** Task prompt **
Show every line in the records below that contains the word "pheasant", copying each such line in full.

** Supplied entries **
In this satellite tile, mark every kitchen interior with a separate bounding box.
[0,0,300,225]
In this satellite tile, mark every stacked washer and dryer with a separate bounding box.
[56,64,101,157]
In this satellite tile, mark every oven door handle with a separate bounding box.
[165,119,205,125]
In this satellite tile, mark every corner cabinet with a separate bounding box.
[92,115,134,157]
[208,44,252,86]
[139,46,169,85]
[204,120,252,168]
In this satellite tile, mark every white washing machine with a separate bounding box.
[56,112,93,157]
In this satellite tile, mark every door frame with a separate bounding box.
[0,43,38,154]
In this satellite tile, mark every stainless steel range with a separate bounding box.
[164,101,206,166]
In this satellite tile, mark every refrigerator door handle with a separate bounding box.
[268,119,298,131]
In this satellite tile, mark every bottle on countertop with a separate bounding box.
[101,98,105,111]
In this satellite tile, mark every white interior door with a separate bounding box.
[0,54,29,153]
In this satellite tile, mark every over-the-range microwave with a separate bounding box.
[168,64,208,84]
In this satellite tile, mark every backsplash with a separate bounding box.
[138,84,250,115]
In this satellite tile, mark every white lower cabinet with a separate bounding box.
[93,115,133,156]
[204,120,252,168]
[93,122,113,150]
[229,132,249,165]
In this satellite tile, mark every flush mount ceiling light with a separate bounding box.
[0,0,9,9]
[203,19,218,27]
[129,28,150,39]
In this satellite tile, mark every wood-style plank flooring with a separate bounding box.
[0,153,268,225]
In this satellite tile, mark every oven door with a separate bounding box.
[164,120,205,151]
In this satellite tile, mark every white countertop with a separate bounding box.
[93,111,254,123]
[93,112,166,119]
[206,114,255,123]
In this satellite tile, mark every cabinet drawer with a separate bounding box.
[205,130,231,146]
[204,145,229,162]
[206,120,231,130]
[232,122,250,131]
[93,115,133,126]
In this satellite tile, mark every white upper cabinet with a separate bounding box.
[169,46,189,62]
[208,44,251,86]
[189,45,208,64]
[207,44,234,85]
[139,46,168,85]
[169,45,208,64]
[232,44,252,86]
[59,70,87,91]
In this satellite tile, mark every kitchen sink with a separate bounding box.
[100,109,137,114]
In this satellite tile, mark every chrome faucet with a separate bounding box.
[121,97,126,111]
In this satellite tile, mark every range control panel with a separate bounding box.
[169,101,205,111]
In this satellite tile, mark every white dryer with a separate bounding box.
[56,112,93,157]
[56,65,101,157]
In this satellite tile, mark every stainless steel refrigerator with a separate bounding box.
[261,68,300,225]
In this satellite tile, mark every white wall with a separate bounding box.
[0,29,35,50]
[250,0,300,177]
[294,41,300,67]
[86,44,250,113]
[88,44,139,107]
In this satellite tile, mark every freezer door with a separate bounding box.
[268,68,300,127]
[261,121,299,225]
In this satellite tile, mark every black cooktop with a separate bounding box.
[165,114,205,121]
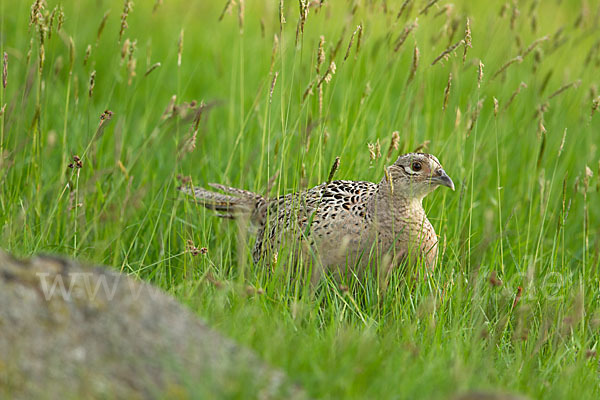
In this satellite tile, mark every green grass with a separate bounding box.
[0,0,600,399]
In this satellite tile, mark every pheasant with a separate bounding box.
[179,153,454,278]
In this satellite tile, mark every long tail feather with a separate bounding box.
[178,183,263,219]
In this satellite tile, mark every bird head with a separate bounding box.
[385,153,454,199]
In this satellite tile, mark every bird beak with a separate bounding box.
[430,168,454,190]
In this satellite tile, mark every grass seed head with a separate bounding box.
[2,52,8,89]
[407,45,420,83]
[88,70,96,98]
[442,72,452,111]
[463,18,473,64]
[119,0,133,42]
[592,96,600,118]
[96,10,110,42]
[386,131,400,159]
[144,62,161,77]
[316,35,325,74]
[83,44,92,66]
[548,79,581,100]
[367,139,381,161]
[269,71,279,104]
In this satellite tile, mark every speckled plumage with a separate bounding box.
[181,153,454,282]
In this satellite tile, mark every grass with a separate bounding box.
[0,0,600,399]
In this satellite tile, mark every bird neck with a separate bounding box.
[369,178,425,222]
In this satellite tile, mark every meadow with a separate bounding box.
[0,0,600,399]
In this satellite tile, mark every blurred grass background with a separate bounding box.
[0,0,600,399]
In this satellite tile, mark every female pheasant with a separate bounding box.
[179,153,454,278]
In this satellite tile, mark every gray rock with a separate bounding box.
...
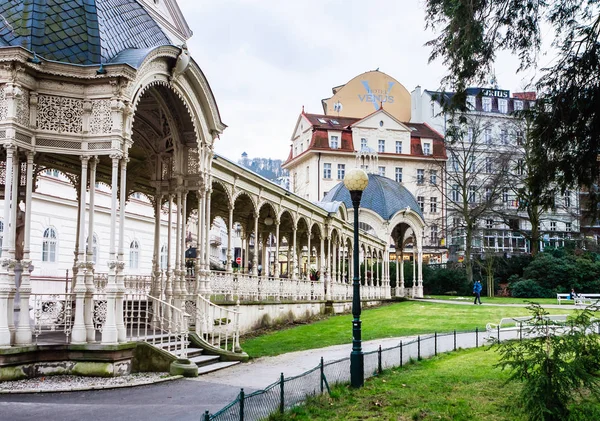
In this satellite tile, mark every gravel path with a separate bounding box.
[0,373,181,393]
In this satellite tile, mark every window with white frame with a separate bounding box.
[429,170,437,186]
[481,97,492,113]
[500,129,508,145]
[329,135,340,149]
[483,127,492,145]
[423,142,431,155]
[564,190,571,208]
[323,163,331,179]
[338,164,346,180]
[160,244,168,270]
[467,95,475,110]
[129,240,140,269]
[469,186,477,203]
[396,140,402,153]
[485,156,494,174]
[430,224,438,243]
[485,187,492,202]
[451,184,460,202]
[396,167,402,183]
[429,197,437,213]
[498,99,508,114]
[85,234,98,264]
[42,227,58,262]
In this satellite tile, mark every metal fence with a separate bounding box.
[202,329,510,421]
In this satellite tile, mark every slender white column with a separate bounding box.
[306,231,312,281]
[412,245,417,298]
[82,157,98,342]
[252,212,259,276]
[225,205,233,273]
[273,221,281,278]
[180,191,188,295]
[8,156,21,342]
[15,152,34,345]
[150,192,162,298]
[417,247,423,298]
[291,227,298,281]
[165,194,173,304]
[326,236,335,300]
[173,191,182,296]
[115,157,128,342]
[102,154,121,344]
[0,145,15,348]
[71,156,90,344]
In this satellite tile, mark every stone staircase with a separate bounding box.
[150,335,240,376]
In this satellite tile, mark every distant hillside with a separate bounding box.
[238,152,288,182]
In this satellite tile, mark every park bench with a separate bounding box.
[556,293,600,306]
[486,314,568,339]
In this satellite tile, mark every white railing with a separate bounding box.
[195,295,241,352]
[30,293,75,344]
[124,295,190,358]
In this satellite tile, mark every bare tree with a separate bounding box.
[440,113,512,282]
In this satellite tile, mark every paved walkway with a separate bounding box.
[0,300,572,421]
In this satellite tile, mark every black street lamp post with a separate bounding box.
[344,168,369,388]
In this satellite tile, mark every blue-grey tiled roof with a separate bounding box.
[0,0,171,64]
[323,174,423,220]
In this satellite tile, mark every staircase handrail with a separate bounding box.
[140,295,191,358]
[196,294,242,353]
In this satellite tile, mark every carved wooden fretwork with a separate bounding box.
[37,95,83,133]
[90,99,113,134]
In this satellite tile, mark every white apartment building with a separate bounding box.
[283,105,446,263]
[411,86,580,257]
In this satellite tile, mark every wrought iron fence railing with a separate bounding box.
==
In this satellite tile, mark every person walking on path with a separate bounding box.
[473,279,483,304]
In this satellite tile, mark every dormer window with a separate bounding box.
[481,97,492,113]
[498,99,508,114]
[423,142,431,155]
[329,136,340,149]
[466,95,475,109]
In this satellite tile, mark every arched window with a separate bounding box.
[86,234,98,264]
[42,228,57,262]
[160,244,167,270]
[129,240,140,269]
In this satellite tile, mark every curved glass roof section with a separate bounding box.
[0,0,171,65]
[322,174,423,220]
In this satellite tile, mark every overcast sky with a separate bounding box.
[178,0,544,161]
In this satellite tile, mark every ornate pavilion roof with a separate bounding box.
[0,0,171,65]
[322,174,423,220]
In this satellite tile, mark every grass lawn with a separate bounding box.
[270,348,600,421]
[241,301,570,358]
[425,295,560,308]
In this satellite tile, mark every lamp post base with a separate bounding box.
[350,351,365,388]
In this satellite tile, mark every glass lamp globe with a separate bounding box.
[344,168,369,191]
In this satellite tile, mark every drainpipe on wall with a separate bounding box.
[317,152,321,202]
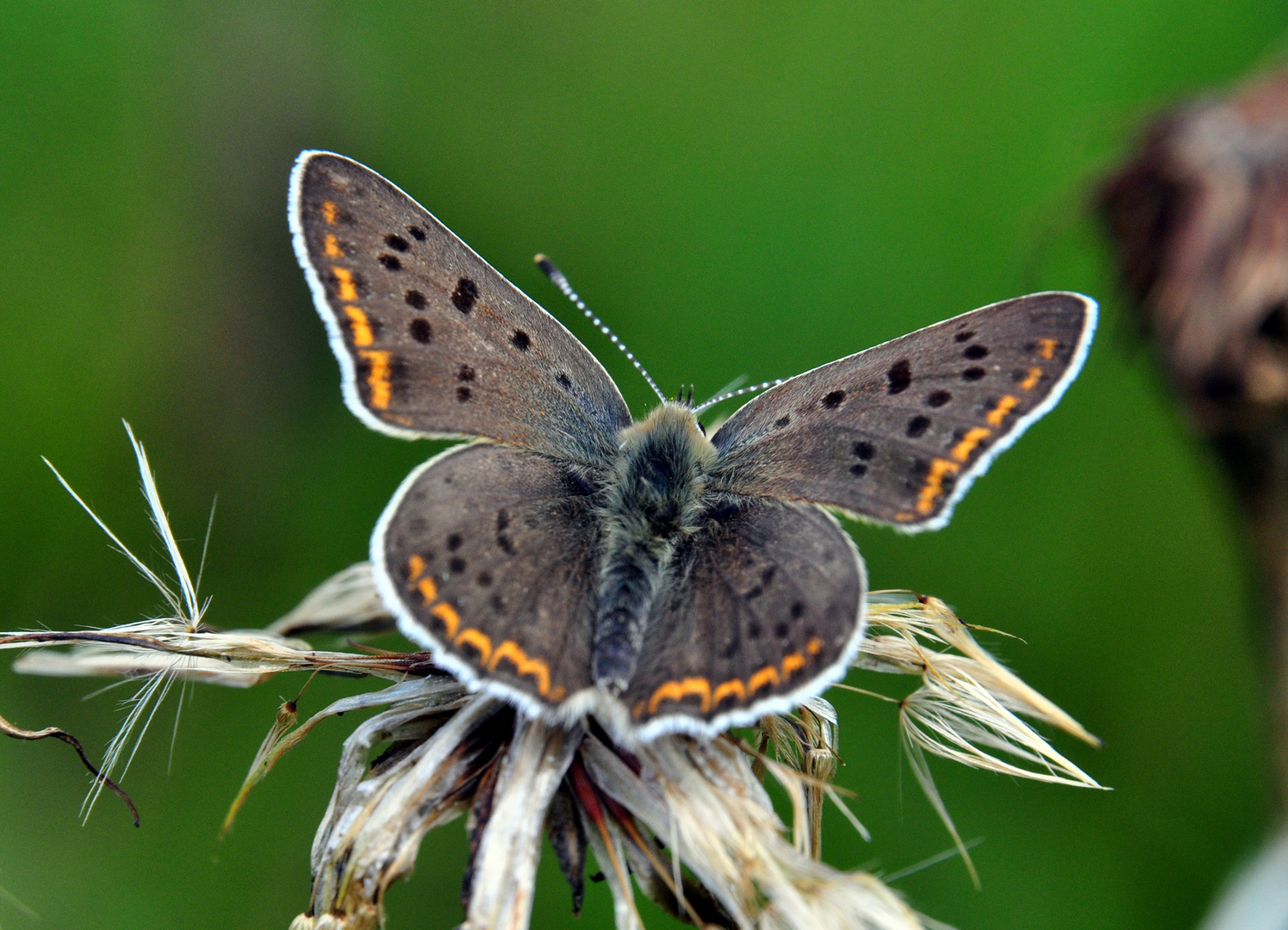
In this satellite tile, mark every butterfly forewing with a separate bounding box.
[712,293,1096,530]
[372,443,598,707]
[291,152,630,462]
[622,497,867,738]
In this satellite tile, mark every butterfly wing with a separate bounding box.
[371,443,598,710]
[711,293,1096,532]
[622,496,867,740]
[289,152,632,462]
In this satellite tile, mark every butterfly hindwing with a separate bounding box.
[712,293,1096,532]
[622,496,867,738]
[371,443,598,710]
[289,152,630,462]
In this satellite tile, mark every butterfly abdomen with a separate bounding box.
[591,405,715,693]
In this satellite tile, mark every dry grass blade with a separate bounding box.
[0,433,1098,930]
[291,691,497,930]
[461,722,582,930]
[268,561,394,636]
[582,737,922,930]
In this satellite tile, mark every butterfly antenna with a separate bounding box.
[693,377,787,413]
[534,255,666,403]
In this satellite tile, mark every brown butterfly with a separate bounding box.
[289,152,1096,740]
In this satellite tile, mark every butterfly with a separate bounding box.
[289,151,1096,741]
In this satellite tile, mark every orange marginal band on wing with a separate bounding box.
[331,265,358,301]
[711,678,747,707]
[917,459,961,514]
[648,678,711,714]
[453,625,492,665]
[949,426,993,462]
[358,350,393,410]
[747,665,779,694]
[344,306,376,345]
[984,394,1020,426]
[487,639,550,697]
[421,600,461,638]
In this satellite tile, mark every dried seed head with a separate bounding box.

** Result **
In this satellite tile, mark every pheasant with a separate bounding box.
In this satellite tile, mark every female pheasant with a separate bounding box.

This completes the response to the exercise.